Exercise aim
It is required that all of the data be written out exactly.

Data excerpts
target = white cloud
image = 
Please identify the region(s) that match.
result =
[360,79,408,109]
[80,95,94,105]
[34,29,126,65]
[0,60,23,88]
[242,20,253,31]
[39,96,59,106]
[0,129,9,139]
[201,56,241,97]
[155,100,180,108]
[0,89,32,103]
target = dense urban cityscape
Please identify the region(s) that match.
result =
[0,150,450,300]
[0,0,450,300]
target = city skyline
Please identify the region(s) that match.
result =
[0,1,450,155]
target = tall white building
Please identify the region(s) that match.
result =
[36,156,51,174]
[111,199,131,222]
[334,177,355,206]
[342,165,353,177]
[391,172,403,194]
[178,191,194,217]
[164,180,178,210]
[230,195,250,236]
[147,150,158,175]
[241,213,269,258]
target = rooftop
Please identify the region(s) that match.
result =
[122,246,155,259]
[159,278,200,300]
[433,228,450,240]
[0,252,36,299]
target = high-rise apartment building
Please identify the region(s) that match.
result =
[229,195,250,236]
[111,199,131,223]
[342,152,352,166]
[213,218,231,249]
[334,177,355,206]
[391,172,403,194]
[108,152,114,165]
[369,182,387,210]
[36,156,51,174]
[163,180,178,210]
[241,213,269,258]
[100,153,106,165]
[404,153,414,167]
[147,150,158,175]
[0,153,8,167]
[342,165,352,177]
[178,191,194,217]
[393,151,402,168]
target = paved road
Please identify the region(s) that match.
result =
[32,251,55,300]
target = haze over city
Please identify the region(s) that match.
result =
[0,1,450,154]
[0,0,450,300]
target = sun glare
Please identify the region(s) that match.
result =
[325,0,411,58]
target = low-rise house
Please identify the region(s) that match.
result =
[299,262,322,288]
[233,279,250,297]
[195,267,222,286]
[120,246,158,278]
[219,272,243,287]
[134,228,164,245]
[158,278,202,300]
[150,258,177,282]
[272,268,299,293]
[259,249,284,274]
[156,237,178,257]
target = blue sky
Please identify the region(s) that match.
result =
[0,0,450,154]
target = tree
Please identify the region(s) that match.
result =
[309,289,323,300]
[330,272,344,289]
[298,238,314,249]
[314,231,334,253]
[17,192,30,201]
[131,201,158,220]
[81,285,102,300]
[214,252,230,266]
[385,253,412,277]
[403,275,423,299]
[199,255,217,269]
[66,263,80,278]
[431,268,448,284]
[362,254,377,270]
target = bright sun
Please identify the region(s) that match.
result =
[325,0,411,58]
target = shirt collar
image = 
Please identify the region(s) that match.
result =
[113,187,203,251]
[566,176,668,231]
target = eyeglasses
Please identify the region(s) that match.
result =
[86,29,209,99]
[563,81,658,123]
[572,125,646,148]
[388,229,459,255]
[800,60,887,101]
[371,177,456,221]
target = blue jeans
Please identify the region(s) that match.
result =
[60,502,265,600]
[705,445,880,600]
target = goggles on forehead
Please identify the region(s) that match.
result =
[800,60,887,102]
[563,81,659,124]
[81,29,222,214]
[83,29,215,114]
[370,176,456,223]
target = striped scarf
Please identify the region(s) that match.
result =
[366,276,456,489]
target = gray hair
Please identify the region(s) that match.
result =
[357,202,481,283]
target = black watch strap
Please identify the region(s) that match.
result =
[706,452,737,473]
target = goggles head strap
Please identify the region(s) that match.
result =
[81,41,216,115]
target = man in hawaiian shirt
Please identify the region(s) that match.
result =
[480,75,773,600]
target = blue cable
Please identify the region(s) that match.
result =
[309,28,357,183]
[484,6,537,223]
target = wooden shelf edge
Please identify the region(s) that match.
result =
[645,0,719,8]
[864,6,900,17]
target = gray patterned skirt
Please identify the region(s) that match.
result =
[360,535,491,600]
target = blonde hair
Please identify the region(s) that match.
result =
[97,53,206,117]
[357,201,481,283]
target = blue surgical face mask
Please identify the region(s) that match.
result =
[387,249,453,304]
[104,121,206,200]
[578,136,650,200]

Solution to this exercise
target = white cloud
image = 
Please identify the region(s) that match.
result =
[360,79,408,109]
[80,95,94,105]
[34,29,126,65]
[0,60,23,88]
[242,20,253,31]
[39,96,59,106]
[0,129,9,139]
[201,56,241,97]
[155,100,180,108]
[0,89,32,103]
target = dense urban cityscape
Please identify the region(s) that match.
result =
[0,150,450,300]
[0,0,450,300]
target = city skyline
Please identify the region(s) that match.
result =
[0,1,450,155]
target = tall white building
Please identify the region(s) that match.
result =
[36,156,51,174]
[111,199,131,222]
[334,177,355,206]
[342,165,353,177]
[391,172,403,194]
[178,191,194,217]
[164,180,178,210]
[230,195,250,236]
[147,150,158,175]
[241,213,269,258]
target = rooftop
Please identify the region(s) that match.
result =
[122,246,155,259]
[159,278,200,300]
[433,228,450,240]
[0,252,36,299]
target = high-rise apartment building
Please identify the region(s) that match.
result =
[229,195,250,236]
[111,199,131,223]
[342,152,352,166]
[213,218,231,249]
[334,177,355,206]
[391,172,403,194]
[108,152,114,165]
[369,182,387,210]
[36,156,51,174]
[163,180,178,210]
[241,213,269,258]
[100,153,106,165]
[404,153,414,167]
[147,150,158,175]
[0,153,8,167]
[342,165,352,177]
[178,191,194,217]
[393,151,402,168]
target = paved road
Please identify the region(s) that match.
result =
[32,251,55,300]
target = haze over city
Please identify the region(s) that match.
result =
[0,1,450,154]
[0,0,450,300]
target = sun glare
Please identify the region(s) that match.
result =
[325,0,411,58]
target = low-rise house
Please identify the region(s) that match.
result =
[299,262,322,288]
[233,279,250,297]
[195,267,222,286]
[120,246,158,278]
[219,272,243,287]
[134,228,164,245]
[158,278,202,300]
[150,258,177,282]
[272,268,299,293]
[259,249,284,274]
[156,237,178,257]
target = blue sky
Please identify the region(s) that match.
result =
[0,0,450,154]
target = tree
Please identify the region(s) that match.
result =
[309,289,323,300]
[330,272,344,289]
[298,238,314,249]
[314,231,334,253]
[17,192,30,201]
[131,201,158,220]
[81,285,102,300]
[214,252,230,266]
[385,253,412,277]
[403,275,423,299]
[199,255,217,269]
[66,263,80,278]
[431,268,448,284]
[362,254,377,270]
target = bright sun
Please identify the region(s) that match.
result =
[325,0,411,58]
target = shirt collar
image = 
Please identify the region(s) that match.
result =
[113,187,203,251]
[566,176,668,231]
target = eyeglasses
Please identify the region(s) that match.
result =
[86,29,209,99]
[563,81,658,123]
[572,125,646,148]
[388,229,459,255]
[800,60,887,101]
[371,177,456,221]
target = blue jeans
Please identify the region(s) that match.
result =
[60,502,265,600]
[705,445,880,600]
target = goggles on forehead
Please identify the region(s) that match.
result =
[800,60,887,102]
[563,81,659,124]
[81,29,222,214]
[83,29,215,114]
[370,176,456,223]
target = striped scarf
Please identify the region(s) that match.
result =
[366,276,456,489]
target = gray hair
Please identify the region(s) that match.
result =
[357,202,481,283]
target = black watch strap
Please identify the region(s) that match.
result =
[706,452,737,473]
target = goggles head strap
Please identify the region(s) that match.
result =
[81,41,216,115]
target = man in hawaiian shirt
Please identify the region(s) that match.
result =
[480,75,773,600]
target = blue cable
Please identify the region(s) that match.
result =
[309,28,357,183]
[484,6,537,223]
target = wooden shelf edge
Please identify the region(s) that match.
result =
[645,0,719,8]
[864,6,900,17]
target = gray patterned skirt
Please identify the region(s) that match.
result =
[360,535,491,600]
target = blonde hair
Please identify the region(s) that match.
result =
[97,53,206,117]
[357,201,481,283]
target = blue surgical face mask
Please identify the region(s) that match.
result =
[387,249,453,304]
[104,121,206,200]
[578,136,650,200]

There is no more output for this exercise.